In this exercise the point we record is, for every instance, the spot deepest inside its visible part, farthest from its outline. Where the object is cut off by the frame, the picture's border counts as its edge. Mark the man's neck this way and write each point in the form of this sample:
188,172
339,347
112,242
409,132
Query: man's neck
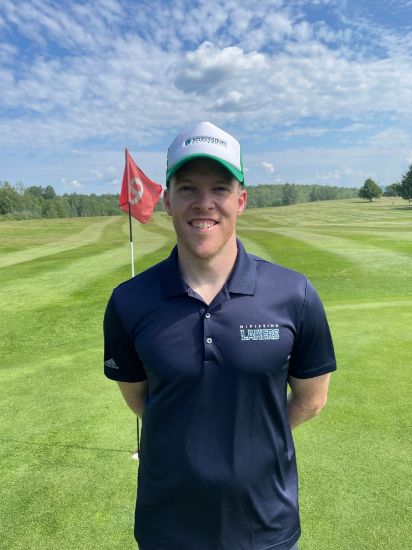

Exercise objective: Rewrite the listing with "man's neck" replaced by "woman's neck" throughout and everything else left as is. Leave out the pictures.

Written answer:
In this exercise the point we record is, for every instance, the spot deepest inside its visible part, farthest from its outline. Where the object is cut off by the frame, the picture's border counts as its edge. Mark the woman's neck this way and write each point in the form of this sample:
188,172
339,347
112,242
409,132
Query: woman's neck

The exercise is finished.